BRANO DA LEGGERE>
Mi sembra molto importante che non vi sia peraltro nessuna “divinizzazione” e “assolutizzazione” di tale compito. Da una parte, quindi, si afferma il dovere di ricompensare questo impegno, e dall’altra, ai vers.19-20, si afferma la necessità di una imparziale vigilanza su un compito così delicato, sia quando si dovesse avviare un processo di accusa, sia per fare di tale frangente un’occasione non solo per l’accusato, ma per tutti: “..perchè anche gli altri abbiano timore”. Compito delicatissimo che Paolo, scongiurando il suo discepolo “davanti a Dio, a Cristo Gesù e agli angeli eletti” (ver.21), accompagna con avvertimenti severi per Timoteo che deve esercitare questo compito “con imparzialità” e senza “fare mai nulla per favorire qualcuno”. E conclude con l’indicazione: “Non aver fretta di imporre le mani ad alcuno, per non farti complice dei peccati altrui. Conservati puro!” (ver.22). Roba da “maldistomaco”, che mi piace pensare causa dell’indicazione affettuosamente severa: “Non bere soltanto acqua, ma bevi un po’ di vino, a causa dello stomaco e dei tuoi frequenti disturbi” (ver.23). Forse anche ad Efeso duemila anni fa c’era un certo rapporto tra psiche e apparato digerente!
E’ molto acuta e arguta anche l’osservazione finale dei vers.24-25: il giudizio che mette in evidenza le opere buone, inevitabilmente arriva anche a quelle che buone non sono e che “non possono rimanere nascoste”. Ogni uomo è anche un “pover’uomo”!
Dio ti benedica. E tu benedicimi. Tuo. Giovanni.

(Voci da un dataset di puntamento)
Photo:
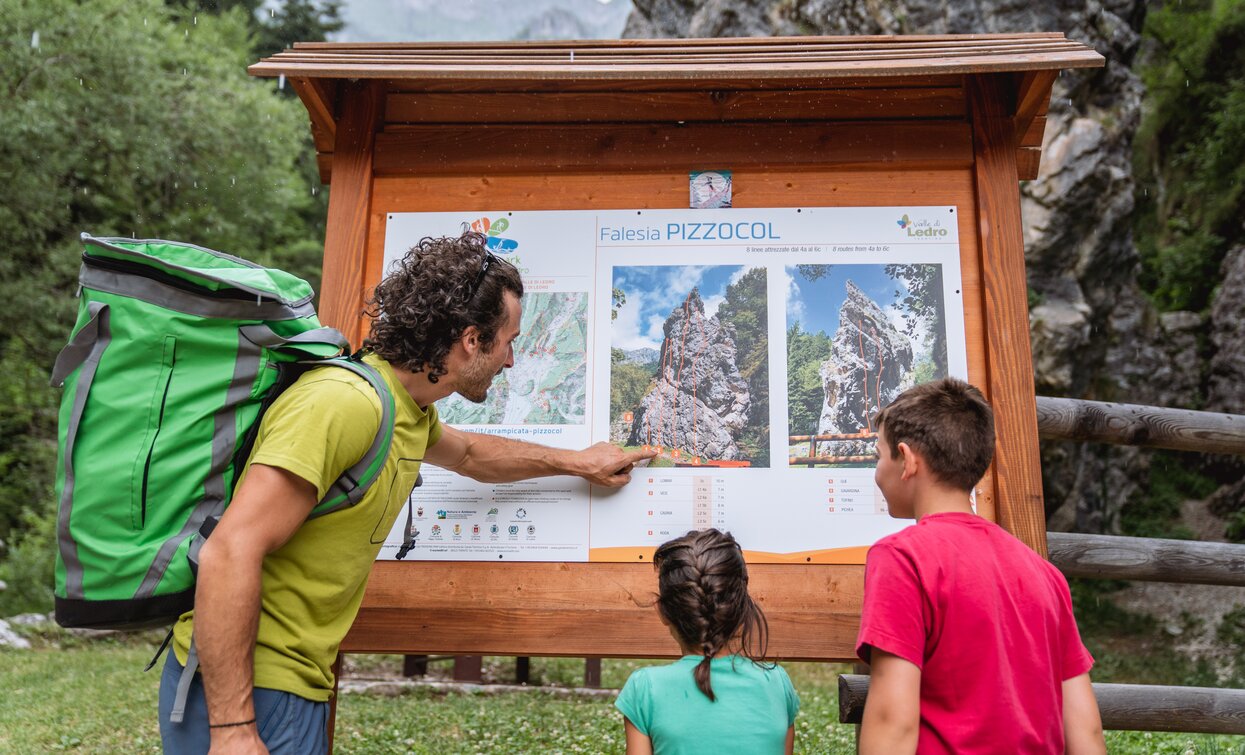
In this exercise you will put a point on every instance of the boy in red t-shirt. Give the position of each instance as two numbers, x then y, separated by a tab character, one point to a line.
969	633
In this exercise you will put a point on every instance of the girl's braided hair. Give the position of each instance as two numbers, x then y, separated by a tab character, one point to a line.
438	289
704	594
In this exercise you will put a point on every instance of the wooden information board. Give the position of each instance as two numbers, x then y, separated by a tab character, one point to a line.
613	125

* * *

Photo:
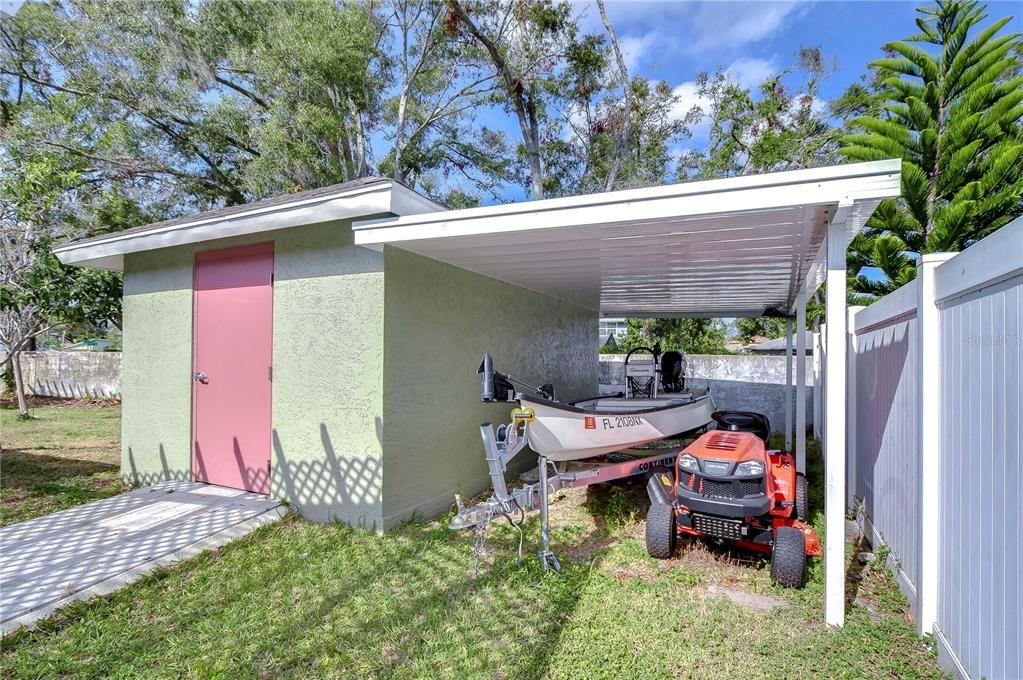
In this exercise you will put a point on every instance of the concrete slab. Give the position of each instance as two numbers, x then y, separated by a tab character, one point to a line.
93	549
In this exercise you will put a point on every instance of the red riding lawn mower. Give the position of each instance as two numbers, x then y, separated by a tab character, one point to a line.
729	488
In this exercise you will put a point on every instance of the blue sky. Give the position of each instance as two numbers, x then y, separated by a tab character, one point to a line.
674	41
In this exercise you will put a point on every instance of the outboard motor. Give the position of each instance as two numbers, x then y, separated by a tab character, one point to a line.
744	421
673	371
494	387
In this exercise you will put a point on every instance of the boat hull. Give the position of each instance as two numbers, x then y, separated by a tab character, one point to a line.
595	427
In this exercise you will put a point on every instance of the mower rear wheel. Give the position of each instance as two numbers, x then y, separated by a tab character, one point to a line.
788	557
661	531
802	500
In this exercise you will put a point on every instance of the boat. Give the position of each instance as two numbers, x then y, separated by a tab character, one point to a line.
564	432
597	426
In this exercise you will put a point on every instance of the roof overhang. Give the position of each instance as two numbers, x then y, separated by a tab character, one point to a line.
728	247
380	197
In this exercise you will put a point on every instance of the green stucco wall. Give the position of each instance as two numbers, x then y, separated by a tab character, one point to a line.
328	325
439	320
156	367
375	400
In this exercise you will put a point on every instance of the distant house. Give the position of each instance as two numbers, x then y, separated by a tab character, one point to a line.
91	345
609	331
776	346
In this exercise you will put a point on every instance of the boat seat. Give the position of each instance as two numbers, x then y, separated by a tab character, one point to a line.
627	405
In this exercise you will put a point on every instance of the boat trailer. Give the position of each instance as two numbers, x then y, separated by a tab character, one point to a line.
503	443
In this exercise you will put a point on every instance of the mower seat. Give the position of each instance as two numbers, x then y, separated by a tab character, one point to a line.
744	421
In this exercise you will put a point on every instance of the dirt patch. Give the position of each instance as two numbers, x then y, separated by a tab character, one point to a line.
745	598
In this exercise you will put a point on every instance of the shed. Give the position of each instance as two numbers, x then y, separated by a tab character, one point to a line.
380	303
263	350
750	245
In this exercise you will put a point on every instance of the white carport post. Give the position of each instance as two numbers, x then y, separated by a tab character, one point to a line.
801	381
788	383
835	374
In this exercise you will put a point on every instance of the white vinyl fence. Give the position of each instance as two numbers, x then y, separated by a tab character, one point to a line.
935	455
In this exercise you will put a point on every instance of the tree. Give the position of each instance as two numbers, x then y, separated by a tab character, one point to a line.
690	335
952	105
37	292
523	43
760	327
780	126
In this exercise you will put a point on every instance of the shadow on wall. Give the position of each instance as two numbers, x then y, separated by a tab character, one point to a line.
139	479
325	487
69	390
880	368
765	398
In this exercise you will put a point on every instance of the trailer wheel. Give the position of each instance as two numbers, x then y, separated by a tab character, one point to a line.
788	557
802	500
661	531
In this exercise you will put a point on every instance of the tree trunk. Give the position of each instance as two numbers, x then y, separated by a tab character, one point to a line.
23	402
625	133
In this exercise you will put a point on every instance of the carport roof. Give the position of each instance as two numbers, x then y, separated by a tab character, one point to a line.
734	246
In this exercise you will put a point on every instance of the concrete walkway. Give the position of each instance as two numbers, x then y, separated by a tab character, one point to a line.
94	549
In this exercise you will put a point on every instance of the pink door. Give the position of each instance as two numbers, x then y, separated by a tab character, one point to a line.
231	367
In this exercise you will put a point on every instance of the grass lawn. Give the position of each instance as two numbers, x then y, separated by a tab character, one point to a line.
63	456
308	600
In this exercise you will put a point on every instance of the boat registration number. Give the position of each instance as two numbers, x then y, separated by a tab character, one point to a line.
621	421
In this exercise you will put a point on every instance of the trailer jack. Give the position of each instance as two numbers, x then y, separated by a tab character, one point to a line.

CONSEGNE>
**a)** Nel brano su Paolo e Timoteo, che cosa consiglia Paolo a Timoteo di bere nel ver.23, e per quale motivo?
**b)** Riassumi in due frasi il brano su Paolo e Timoteo.

RISPOSTE FINALI>
**a)** Di non bere soltanto acqua ma anche un po' di vino, a causa dello stomaco e dei suoi frequenti disturbi.

**b)** Il brano osserva che questo impegno va ricompensato senza essere divinizzato, e che Paolo chiede a Timoteo di vigilare con imparzialità, senza favorire nessuno e senza affrettarsi a imporre le mani. L'autore immagina che il consiglio di bere un po' di vino per lo stomaco nasca da un compito così delicato, e nota infine che il giudizio che mette in luce le opere buone arriva anche a quelle che buone non sono.